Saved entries
-=-=-

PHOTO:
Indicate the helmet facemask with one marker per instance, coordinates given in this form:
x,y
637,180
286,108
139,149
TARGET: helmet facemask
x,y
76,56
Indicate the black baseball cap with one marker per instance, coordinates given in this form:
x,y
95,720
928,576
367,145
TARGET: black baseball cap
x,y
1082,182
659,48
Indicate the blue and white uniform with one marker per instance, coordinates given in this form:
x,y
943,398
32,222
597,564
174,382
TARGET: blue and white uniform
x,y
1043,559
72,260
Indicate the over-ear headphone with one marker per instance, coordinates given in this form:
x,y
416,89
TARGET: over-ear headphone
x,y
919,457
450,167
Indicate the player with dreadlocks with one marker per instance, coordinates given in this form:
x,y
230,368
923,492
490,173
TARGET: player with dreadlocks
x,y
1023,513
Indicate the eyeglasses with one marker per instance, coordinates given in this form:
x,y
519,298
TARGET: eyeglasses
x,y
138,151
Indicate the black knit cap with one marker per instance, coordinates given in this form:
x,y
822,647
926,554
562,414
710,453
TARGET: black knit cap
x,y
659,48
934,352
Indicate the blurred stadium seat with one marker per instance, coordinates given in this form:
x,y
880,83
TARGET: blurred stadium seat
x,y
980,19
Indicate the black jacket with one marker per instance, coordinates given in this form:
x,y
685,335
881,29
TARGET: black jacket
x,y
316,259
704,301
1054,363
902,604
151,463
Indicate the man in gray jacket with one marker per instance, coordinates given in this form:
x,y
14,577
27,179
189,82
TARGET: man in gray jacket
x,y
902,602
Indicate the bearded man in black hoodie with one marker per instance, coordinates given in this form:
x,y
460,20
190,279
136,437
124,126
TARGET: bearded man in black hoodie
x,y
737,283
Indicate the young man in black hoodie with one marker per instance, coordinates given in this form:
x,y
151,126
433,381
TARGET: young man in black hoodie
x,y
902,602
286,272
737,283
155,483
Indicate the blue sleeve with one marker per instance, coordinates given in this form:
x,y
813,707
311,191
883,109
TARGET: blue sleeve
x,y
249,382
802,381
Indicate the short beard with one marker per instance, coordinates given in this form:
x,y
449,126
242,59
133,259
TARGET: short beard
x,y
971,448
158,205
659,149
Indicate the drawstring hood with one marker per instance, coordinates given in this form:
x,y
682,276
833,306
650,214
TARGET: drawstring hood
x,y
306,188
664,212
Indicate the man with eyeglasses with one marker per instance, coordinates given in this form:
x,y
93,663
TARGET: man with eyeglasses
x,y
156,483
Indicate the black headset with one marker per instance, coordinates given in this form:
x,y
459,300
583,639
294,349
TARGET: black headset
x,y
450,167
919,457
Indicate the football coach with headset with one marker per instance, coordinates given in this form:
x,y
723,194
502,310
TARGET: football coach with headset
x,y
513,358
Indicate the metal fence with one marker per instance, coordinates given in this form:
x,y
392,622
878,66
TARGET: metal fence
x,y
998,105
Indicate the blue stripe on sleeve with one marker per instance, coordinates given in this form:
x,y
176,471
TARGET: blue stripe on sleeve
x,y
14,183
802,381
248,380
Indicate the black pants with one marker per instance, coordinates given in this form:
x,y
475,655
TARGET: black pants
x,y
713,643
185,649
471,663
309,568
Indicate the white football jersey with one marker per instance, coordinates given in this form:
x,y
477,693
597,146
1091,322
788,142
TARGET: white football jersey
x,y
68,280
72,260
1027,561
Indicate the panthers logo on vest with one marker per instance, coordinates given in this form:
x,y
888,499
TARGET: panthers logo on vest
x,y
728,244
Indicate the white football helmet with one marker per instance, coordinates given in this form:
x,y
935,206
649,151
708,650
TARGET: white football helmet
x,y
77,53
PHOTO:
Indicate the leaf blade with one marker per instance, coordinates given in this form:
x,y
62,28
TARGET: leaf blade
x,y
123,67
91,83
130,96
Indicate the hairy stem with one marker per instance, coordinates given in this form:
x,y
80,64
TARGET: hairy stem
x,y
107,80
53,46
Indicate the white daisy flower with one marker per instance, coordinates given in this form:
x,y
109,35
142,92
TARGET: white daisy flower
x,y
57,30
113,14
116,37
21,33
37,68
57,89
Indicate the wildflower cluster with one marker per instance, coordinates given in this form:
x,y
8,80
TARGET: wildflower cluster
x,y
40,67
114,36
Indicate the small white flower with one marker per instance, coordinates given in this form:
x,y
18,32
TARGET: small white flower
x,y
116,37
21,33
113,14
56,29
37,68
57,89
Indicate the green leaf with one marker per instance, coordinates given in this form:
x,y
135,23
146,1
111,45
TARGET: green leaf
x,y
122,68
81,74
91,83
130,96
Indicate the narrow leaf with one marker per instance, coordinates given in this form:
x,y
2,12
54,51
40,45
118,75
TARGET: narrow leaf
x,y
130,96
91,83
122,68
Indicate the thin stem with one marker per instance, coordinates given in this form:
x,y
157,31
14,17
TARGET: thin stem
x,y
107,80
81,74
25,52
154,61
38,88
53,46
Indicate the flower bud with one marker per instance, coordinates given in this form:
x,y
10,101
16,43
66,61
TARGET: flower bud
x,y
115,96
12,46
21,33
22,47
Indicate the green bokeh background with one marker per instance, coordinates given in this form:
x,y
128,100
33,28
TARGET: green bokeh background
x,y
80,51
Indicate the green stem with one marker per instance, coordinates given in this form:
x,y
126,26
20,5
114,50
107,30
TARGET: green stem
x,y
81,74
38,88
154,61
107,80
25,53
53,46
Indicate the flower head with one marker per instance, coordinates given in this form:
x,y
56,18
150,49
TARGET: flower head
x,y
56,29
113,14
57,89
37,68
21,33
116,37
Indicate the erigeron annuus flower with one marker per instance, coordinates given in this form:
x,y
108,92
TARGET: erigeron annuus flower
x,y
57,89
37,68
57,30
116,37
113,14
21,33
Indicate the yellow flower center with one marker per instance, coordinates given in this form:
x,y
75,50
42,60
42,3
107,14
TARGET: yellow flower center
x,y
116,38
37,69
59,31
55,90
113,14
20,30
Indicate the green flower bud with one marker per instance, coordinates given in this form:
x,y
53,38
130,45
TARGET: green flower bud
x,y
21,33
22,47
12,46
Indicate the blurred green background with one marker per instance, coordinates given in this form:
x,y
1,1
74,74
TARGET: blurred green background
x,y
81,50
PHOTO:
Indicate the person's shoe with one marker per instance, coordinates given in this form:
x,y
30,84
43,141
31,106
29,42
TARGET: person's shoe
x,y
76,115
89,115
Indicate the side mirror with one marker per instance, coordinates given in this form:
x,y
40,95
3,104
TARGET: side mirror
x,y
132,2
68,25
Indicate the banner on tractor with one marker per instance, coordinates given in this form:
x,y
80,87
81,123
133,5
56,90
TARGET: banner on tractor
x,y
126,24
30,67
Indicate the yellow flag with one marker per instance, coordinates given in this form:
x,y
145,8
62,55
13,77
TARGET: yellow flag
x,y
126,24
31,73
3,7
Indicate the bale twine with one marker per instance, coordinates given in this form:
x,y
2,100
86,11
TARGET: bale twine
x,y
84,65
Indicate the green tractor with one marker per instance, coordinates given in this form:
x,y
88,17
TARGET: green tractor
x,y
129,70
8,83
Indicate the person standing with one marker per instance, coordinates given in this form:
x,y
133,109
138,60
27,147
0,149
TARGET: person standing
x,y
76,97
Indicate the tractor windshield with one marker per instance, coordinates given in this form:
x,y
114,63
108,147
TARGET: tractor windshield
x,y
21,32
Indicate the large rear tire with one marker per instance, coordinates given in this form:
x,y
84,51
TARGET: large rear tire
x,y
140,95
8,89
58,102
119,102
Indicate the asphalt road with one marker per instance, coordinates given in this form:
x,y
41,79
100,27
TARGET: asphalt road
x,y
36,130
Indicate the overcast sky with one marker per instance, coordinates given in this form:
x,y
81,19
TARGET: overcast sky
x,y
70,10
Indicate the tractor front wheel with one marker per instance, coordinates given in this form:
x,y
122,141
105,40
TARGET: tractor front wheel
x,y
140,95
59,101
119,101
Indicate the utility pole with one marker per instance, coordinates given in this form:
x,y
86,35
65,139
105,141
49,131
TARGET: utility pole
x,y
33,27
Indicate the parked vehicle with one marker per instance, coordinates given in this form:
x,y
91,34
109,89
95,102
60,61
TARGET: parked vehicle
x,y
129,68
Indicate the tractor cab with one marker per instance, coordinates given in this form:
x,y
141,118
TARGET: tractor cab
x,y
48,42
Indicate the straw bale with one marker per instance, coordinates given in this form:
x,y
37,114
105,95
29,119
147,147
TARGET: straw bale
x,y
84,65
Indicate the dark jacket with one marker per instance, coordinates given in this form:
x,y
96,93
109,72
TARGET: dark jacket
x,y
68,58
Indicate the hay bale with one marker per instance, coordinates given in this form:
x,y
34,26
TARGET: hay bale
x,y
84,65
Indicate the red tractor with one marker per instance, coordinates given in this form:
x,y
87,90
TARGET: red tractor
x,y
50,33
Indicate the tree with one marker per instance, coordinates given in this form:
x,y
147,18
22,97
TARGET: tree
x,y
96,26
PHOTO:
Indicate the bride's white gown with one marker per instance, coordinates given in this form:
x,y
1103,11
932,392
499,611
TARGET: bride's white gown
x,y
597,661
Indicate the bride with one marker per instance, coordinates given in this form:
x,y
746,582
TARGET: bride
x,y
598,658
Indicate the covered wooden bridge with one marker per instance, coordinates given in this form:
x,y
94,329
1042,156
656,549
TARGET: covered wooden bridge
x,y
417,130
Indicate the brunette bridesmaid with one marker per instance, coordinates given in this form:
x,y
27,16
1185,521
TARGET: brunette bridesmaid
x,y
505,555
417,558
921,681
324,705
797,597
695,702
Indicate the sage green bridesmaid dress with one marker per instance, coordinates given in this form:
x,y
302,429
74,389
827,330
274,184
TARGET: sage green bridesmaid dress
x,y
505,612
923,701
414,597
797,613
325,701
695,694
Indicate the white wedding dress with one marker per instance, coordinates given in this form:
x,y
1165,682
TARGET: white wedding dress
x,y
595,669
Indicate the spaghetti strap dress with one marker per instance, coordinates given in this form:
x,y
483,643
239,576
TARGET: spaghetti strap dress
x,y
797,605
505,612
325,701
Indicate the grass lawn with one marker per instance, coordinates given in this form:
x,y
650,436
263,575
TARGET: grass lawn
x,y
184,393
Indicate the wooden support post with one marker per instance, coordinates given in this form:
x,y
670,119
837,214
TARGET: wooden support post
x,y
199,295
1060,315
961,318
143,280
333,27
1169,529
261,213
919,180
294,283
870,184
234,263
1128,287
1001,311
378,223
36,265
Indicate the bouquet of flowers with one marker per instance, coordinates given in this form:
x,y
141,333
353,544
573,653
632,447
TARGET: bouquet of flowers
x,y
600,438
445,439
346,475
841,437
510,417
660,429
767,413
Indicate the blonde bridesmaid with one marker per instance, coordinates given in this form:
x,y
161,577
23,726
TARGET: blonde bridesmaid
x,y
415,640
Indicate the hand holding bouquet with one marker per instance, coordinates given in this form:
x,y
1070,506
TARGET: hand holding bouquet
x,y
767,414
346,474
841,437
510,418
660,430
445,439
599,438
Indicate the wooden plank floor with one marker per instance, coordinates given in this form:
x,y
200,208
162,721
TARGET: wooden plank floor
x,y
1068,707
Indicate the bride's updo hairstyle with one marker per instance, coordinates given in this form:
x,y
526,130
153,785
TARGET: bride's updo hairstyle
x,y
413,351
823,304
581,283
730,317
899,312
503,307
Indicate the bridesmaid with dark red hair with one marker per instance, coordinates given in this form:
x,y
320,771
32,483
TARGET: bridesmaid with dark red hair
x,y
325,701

-=-=-

Work to complete
The last part of the records is the answer, beginning at the line that holds "Indicate the bridesmaid" and including the final line, repeated exactly.

Answer
Indicate the bridesmaid with dark red hair with one marker per instance, coordinates given in this form:
x,y
320,771
32,483
TARGET: bridesmaid with dark red hair
x,y
325,701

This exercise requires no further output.